▶ Excerto do documento:
—————

Escreve João Paulo Guerra, no Diário Económico: "Para além do género e do penteado, a única essencial diferença entre José Sócrates e Manuela Ferreira Leite é que um está no poder e a outra esteve".
O Bengalão sabe que JPG, na altura gloriosa do Tempo Zip, não era economista. Mas a economia é maleita contagiosa, um pouco como a poesia, de que Cervantes dizia "soy poeta, que es enfermedad pegadiza". E, assim sendo, JPG é, para todos os efeitos práticos, um economista. O Bengalão protege-se sempre, quando lê JPG, como se deve fazer para evitar contágios. Vinda de quem vem, a prosa de JPG suscita algum espanto e três comentários. O espanto vem do facto de um economista falar de uma diferença essencial. Pois quê? Então os economistas abandonaram a cavacal secura da sua posição hierática para se dedicarem agora à percepção de algo tão volátil como uma essência? Pois não lhes basta já aquilo que, com a subtileza de um rolo compressor, conseguem reduzir à plana beatitude dos números unidimensionais? Essencial, JPG? Que bicho te mordeu, JPG? Estaremos, como diria o Ingenhêro se alguma vez tivesse lido Eduardo Lourenço, perante uma mudança de paradigma? Um economista é um ingénuo que pensa que a economia é uma ciência exacta e que a matemática é outra coisa que uma linguagem. Acham que a matemática é uma mantra que permite achar a verdade. Um economista é um bufarinheiro que dá, de uma passadeira rolante, a seguinte definição: Seja No a cota de partida de uma escada rolante ascendente e N1 a sua cota de chegada. Seja X=N1-N0. Uma passadeira rolante é uma escada rolante ascendente tal que X=0. Essencial, JPG?

—————

▶ Dados fornecidos:
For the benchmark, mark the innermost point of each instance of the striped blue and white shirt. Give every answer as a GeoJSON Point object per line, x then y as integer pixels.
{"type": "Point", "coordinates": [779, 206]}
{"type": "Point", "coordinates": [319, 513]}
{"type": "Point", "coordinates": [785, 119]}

—————

Indique se cada afirmação concorda com o excerto sobre o artigo de João Paulo Guerra. Responda sim ou não e cite as palavras exatas do excerto que o decidem: (a) João Paulo Guerra escreveu no Diário Económico; (b) JPG já era economista na altura do Tempo Zip; (c) a frase sobre a poesia como doença contagiosa é atribuída a Cervantes.

(a) Sim: "Escreve João Paulo Guerra, no Diário Económico".
(b) Não: "na altura gloriosa do Tempo Zip, não era economista".
(c) Sim: "de que Cervantes dizia".